- Supplied text -
******
Henderson–Hasselbalch — Buffer pH Calculator
Inputs
Results
Worked example
Acetate buffer. pK\(_a\)=4.76, target pH=4.50, \(C_t=0.10\ \mathrm{M}\), \(V=1.00\ \mathrm{L}\).
- Ratio \(R=10^{\mathrm{pH}-\mathrm{p}K_a}=10^{4.50-4.76}\approx 0.55\).
- \([A^-]=\frac{R}{1+R}C_t\approx 0.0355\ \mathrm{M}\), \([HA]\approx 0.0645\ \mathrm{M}\).
- Moles at 1.00 L: \(n_{A^-}=0.0355\ \mathrm{mol}\), \(n_{HA}=0.0645\ \mathrm{mol}\).
- With NaOAc (82.03) and HOAc (60.05): ~2.91 g and ~3.87 g.
Understanding the Henderson–Hasselbalch Equation (Buffers)
The Henderson–Hasselbalch equation connects the pH of a buffer with its acid dissociation constant and the ratio of conjugate base to acid: \[ \mathrm{pH} = \mathrm{p}K_a + \log_{10}\!\left(\frac{[A^-]}{[HA]}\right). \] It follows from the definition \(K_a=\tfrac{[H^+][A^-]}{[HA]}\) by solving for \([H^+]\) and taking negative logarithms. In practice, it lets you think in ratios: every 1.0 increase in \(\log_{10}([A^-]/[HA])\) raises pH by 1.0.
When it works best
- Near pKa: Accuracy and buffer action are strongest within about ±1 pH unit of \(\mathrm{p}K_a\). At pH = pKa, \([A^-]=[HA]\).
******
[Stored records]
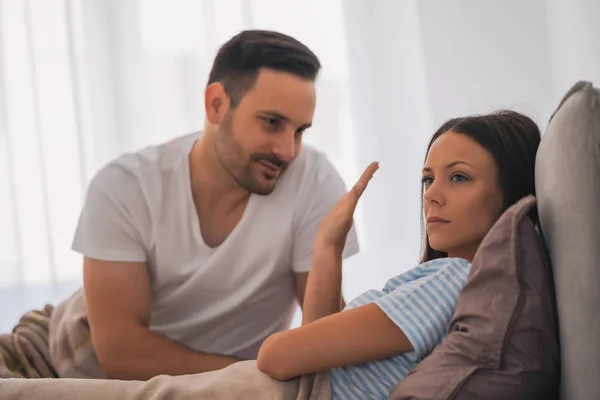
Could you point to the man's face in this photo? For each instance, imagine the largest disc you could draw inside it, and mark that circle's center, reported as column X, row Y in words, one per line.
column 257, row 141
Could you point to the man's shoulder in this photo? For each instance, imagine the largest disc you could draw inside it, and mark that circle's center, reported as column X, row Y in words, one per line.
column 312, row 166
column 152, row 161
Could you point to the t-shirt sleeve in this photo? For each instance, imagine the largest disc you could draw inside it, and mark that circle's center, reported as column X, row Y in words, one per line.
column 325, row 190
column 111, row 218
column 423, row 308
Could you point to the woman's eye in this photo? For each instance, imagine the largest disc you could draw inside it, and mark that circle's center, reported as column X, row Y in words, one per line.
column 459, row 178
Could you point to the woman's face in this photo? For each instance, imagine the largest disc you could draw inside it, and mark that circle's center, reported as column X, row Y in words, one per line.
column 462, row 197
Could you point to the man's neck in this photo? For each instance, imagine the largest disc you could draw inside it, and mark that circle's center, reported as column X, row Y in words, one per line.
******
- Exercise objective -
In the buffer pH calculator page, condense the paragraph beginning "The Henderson–Hasselbalch equation connects" into a short bulleted list that keeps its main facts.

- Result -
- The Henderson–Hasselbalch equation relates a buffer's pH to its acid dissociation constant and its conjugate base-to-acid ratio: pH = pKa + log10([A⁻]/[HA]).
- It is derived from Ka = [H⁺][A⁻]/[HA] by solving for [H⁺] and taking negative logarithms.
- It frames pH in terms of ratios: each 1.0 increase in log10([A⁻]/[HA]) raises pH by 1.0.